▶ [Reading text]:
-------

This report is for the Data Science Capstone Project course on Coursera, delivered by The Johns Hopkins University. The purpose of this report is to show some exploratory analysis of the data sets given (which contain mainly unstructured text data) and build a simple n-gram model which will be worked across the whole course in order to improve its efficiency, as well as its compatibility, it may be used in order to predict the next word using other languages as well.
We will be using three text files that contain a series of characters that represent words written by users in three distinct formats:
The three formats have their own language, the different languages included are the following:
There are some problems when developing a model which predict the next word, for example, the multiple contractions in French or the multiple nouns in German. So only the English language will be worked on this first report, using bar plots and charts in order to represent the differences between the three text files that correspond to the selected language.
In order to load the data, a function is used so the process can be automated, the fileRead function will read all the lines of the document using the readLines function, we will store the data in three different variables in order to treat the data separately, the data stored in these character variables will be processed later to work with these unstructured data.
fileRead <- function(file) {
camino <- paste('data/final/en_US/en_US.', file, '.txt', sep = '') # The path of the files
con <- file(camino, 'r') # Connection to the file is opened
doc <- readLines(con, skipNul = TRUE) # The document is read depending on the connection opened
close(con) # The connection is closed
return(doc)
}
blogs_file <- fileRead('blogs')
news_file <- fileRead('news')
twitter_file <- fileRead('twitter')
The data is very messy to visualize, because it mostly contains a series of characters and it is not divided by sentences, the following data frame contains the size, number of lines, as well as the number of words of each file, it is easier to visualize, and illustrates more clearly the unique features of the three text files, as well as their common characteristics.
dfsum <- data.frame(
File = c('Blogs', 'News', 'Twitter'),
Size = c(file.size('data/final/en_US/en_US.blogs.txt')/1024/1024,
file.size('data/final/en_US/en_US.news.txt')/1024/1024,
file.size('data/final/en_US/en_US.twitter.txt')/1024/1024),
Lines = c(length(blogs_file), length(news_file), length(twitter_file)),
Words = c(sum(count_words(blogs_file)),
sum(count_words(news_file)),
sum(count_words(twitter_file)))
)
dfsum
## File Size Lines Words
## 1 Blogs 200.4242 899288 38154238
## 2 News 196.2775 77259 2693898
## 3 Twitter 159.3641 2360148 30218166
As the data frame reflect, the twitter file is the most lightest file, but includes many lines comparing to the other two files, this is due to the fact that it represents a lot of tweets separately. This feature of separate lines is seen in the blogs file, because it contains multiple entries that use a lot of colloquial language that represent the almost 40 million words used. Although the news file has the the least amount of lines among the three, it uses more complex words, so it uses the least amount of lines and the least amount of words and still weights the same as the blogs file.
In the next section Bar plots of the summary, bar plots will be used in order to spot these differences graphically
The following bar plots explain more clearly the differences of the three text files. Each bar plot addresses one of the three features previously presented, and a specific color-coding will be used among the three graphs to identify each file.
colors <- c('gray75', 'lightsalmon', 'lightblue') # Colors will be used
The size among the files is very similar and does not represent a big difference, we can see that the twitter file is slightly lower by 40 Mb, but they contain similar size of information, although differently distributed.

-------

▶ [Goal 1]: List every column name of the dfsum data frame in the Coursera capstone report.
▶ [Goal 2]: Continue the Coursera capstone report on next-word prediction from its last sentence.

▶ [Supplied information]:
-------

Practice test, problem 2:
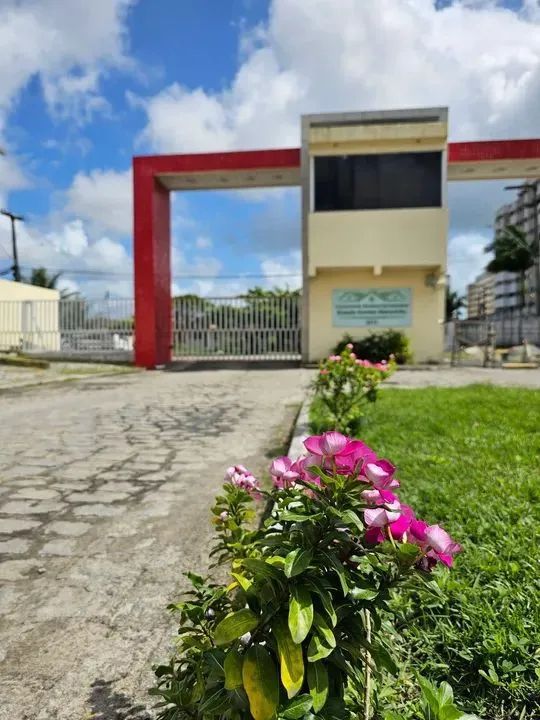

-------

▶ [Written answer 1]: File, Size, Lines, Words

▶ [Written answer 2]:
colors <- c('gray75', 'lightsalmon', 'lightblue') # Colors will be used
with(dfsum, barplot(Size, names.arg = File,
ylab = 'Space occupied by the file (in MB)',
xlab = 'Name of the file',
main = 'Size of each file',
col = colors))
The bar plot representing the number of lines of each document gives us a better view on how the data is distributed, twitter has the most lines but it is because on the structure of the data (which is mainly given by mini entries of text).
with(dfsum, barplot(Lines/1000000, names.arg = File,
ylab = 'Number of lines (#) in Millions',
xlab = 'Name of the file',
main = 'Number of lines of each file',
col = colors))
The number of words plot is quite interesting, because the news file contains very little words comparing to the other files, this may be due to the type of vocabulary used or due to the inconsistencies of the data. As data coming from a news webpage may be cleaner and more structured when compared on data provided by blogs or twitter, users could use special characters and there is not as many filters as news data has.
with(dfsum, barplot(Words/1000000, names.arg = File,
ylab = 'Number of Words (#) in Millions',
xlab = 'Name of the file',
main = 'Number of words per file',
col = colors))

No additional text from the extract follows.